*WRITTEN TASK 1:*
Answer these questions using the OWB deployment passage:
(a) What component does OWB have out of the box to support deployment and execution of its design objects?
(b) What does the deploy to file utility use to generate its directory of SQL scripts and control files?
(c) Which two kinds of mappings does the list name?
*WRITTEN TASK 2:*
Please retype the OWB deployment passage from "There are a" up to and including "top-level wrapper script.".
*WRITTEN TASK 3:*
Continue the OWB deployment passage from the point where it stops.

## begin EXCERPTED PASSAGE

There are a few different implementation scenarios for moving designs from OWB into an execution environment, out of the box OWB has a runtime service component which supports deployment and execution of all of OWB's design objects. The standard deployment through the control center is the approach the majority take, it is the one we document and include in training etc. This post will illustrate how you can roll your sleeves up and go it alone in a headless mode, using the deploy to file utility (on exchange here). In the OWB designer you can generate code for any object, take the code by saving it to file or copy-pasting and run where ever you want. This utility speeds up this process and saves scripts for a bunch of objects into a directory and provides a convenient top-level wrapper script.

The deploy to file utility uses some OMB scripting commands to generate a directory of SQL scripts and control files for objects in OWB's designer. Not all objects can be deployed in this way, but common ones can;

  • tables/views/materialized views
  • dimensions/sequences
  • procedures/functions/packages
  • mappings (PLSQL/SQLLoader)

## end EXCERPTED PASSAGE
## begin DATA ROWS

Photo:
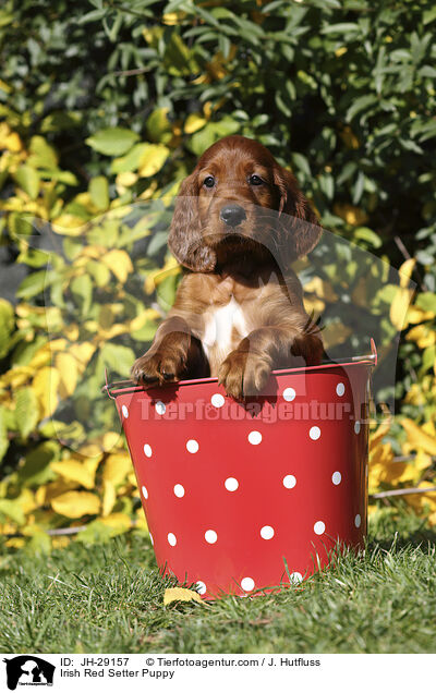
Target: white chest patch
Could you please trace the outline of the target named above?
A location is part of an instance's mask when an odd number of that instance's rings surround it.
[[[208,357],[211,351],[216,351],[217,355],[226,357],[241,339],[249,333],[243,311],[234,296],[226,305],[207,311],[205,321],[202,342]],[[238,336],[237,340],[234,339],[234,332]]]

## end DATA ROWS
## begin DATA ROWS

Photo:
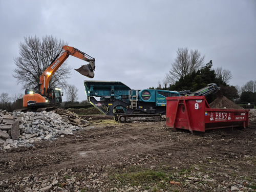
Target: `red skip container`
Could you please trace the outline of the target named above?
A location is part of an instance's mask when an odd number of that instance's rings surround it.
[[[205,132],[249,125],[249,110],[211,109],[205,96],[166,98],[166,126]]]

## end DATA ROWS

*REPLY 1:*
(a) A runtime service component.
(b) Some OMB scripting commands.
(c) PLSQL and SQLLoader.

*REPLY 2:*
There are a few different implementation scenarios for moving designs from OWB into an execution environment, out of the box OWB has a runtime service component which supports deployment and execution of all of OWB's design objects. The standard deployment through the control center is the approach the majority take, it is the one we document and include in training etc. This post will illustrate how you can roll your sleeves up and go it alone in a headless mode, using the deploy to file utility (on exchange here). In the OWB designer you can generate code for any object, take the code by saving it to file or copy-pasting and run where ever you want. This utility speeds up this process and saves scripts for a bunch of objects into a directory and provides a convenient top-level wrapper script.

*REPLY 3:*
The utility will generate the code as a bunch of SQL scripts (and SQLLoader control files) and be installed independently of the OWB product (there is still the need for the repository tables for the runtime etc.). The utility provides the ability to deploy from a collection or an Oracle module. It uses the OMBDEPLOY ....AS SCRIPT TO ... grammar to generate a script that can be executed (deployed) in SQLPlus like any other Oracle SQL script. For SQLLoader mappings a control file is generated and this control file can be used by invoke SQLLoader command line and passing the data input file name on the command line. For execution of the PLSQL mappings use the MAIN function method (not the procedure entry point). Process flows cannot be deployed since the code is XPDL (XML) that is interpreted by the runtime adapter and transformed into Oracle Workflow for example. Executing in this manner will also not give the full audit capabilities of OWB, so there are a bunch of caveats.

Users can use collections to group sets of objects together and use this as a deployment unit. For example to deploy all objects in a collection simply right click on the collection node and select 'Deploy To File', the example below will specifically only generate code for the table and mappings in the collection DEP_TEST;

deploy2file3

Next you will be prompted for the directory to generate the SQL scripts in;

deploy2file4

That's it. The utility will generate all of the SQL scripts and save them to file also generating a master create.sql script (dependent order is not guaranteed). The utility is an expert, so can be altered, enhanced to provide such capabilities.

The utility is also available from the Oracle module node :

deploy2file5

When executed from the Oracle module node you will be prompted to select the types you wish to deploy, so you can decide to only generate tables or mappings or any combination can be selected;

deploy2file6

A handy little utility.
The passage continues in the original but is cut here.